(EXERCISE A): In the article about Bob Woodruff's return to ABC News, copy the text word for word from "Woodruff suffered broken" up to and including "has since recovered.".
(EXERCISE B): Condense the paragraph of the Bob Woodruff article that begins "Along with the ABC News special" while keeping its main facts.

(TEXT PASSAGE):
[Start of section]

Who says you can't go home again?

Journalist Bob Woodruff, who was critically wounded by a roadside bomb while on assignment in Iraq back in January, is set to return to ABC News next spring with an hour-long special report chronicling his own story, starting with his injuries and following him down his long road to recovery. 

Woodruff will tell the tale with the help of eyewitness accounts and interviews with the medical teams whose grace under pressure saved his life.

The network announced the plan for the prime-time special Thursday, presumably pleased and relieved to say that Woodruff, who had been with the network nearly 10 years when he was appointed late last year to the top spot on ABC's World News Tonight alongside coanchor Elizabeth Vargas, is back in action.

After anchoring the news alone and with Diane Sawyer and Charles Gibson switching off as guest-coanchors, Vargas stepped down in June to take maternity leave. She and husband Marc Cohn had their second child, a son named Samuel Wyatt Cohn, in August.

Gibson has since assumed the post fulltime and the name of the broadcast has been changed to World News with Charles Gibson

Woodruff suffered broken bones and shrapnel wounds to his head, face, neck and chest—all the parts you can see from behind an anchor desk, anyway—when an improvised explosive device detonated near the military patrol he was riding with Jan. 29 near Baghdad. Cameraman Doug Vogt was also wounded in the attack but his injuries were far less severe and he has since recovered. 

The newsmen underwent surgery in Balad. Iraq, and then were airlifted to Germany, where they stayed for several days before being transported back to the U.S. Woodruff spent several weeks under sedation at the National Naval Medical Center in Bethesda, Maryland, and then was transferred in mid-March to a private recovery facility closer to his home in New York.

The 45-year-old father of four was up and around in June, making a surprise visit to the ABC newsroom and causing an impromptu tearful celebration, considering many of his colleagues had not since him since before he went to Iraq. 

Woodruff made his first journalistic comeback in July, contributing several lines of narration to a Nightline report on North Korea that he had worked on the previous summer.  

Along with the ABC News special, Woodruff is also working on a memoir with his wife, Lee, focusing on his life since the bombing, with portions of the proceeds going toward organizations that assist members of the military who have suffered brain injuries. Husband and wife will tell the same story from his or her own point of view.

"No one knows exactly just how they might or might not behave in a crisis until it drops out of the sky and knocks you down like a bandit, stealing your future," Lee Woodruff writes, per an excerpt on ABCNews.com.

"Sudden tragic events…teach us more about ourselves than most of us ever cared to know."

[End of section]

(AVAILABLE DATA):
[Start of section]

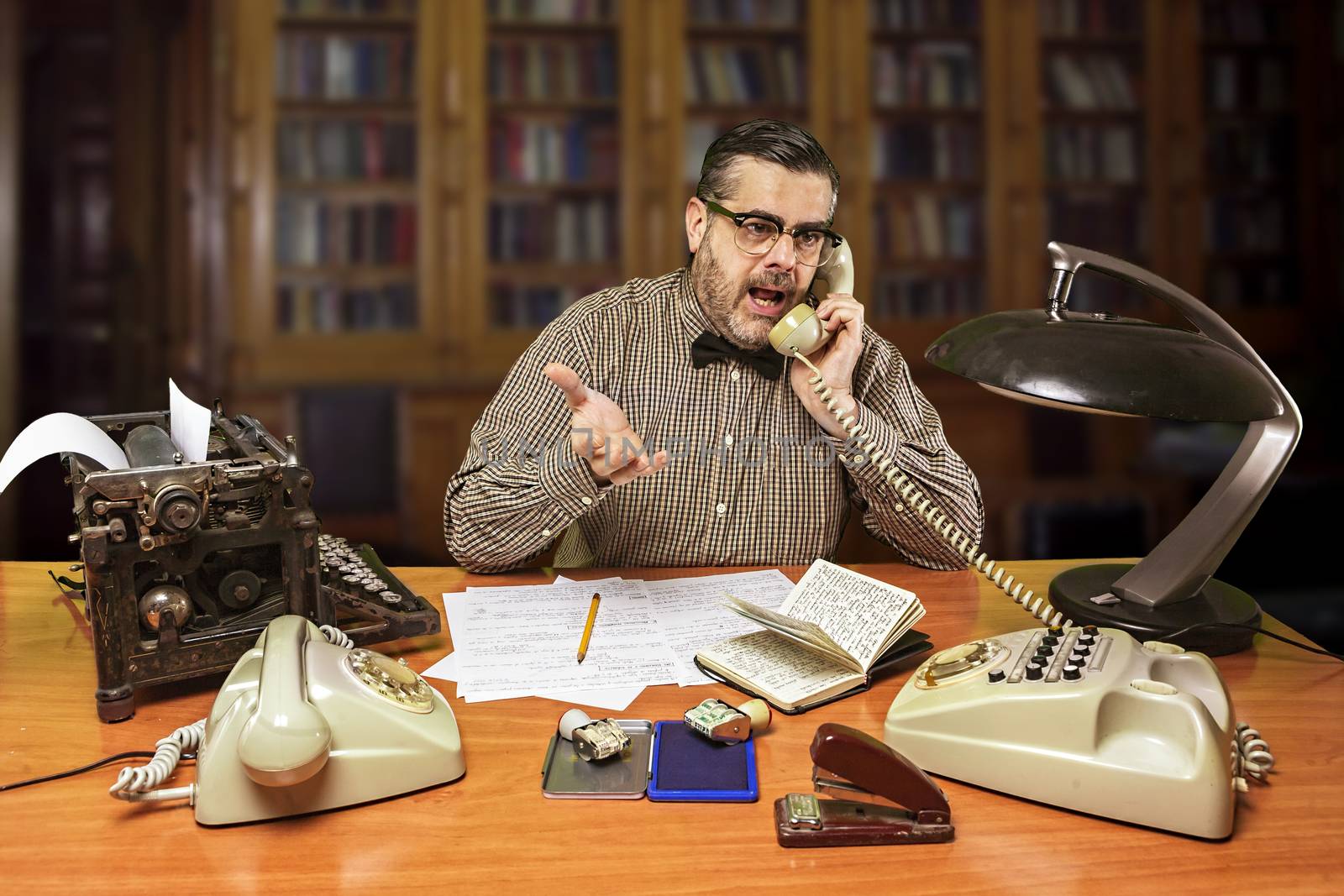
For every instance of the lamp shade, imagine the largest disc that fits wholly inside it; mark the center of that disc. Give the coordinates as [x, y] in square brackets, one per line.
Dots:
[1108, 363]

[End of section]

(EXERCISE ANSWER A):
Woodruff suffered broken bones and shrapnel wounds to his head, face, neck and chest—all the parts you can see from behind an anchor desk, anyway—when an improvised explosive device detonated near the military patrol he was riding with Jan. 29 near Baghdad. Cameraman Doug Vogt was also wounded in the attack but his injuries were far less severe and he has since recovered.

(EXERCISE ANSWER B): Besides the ABC News special, Woodruff and his wife, Lee, are writing a memoir about his life since the bombing, each telling the same story from their own point of view. Part of the proceeds will go to organizations that help military members who have suffered brain injuries.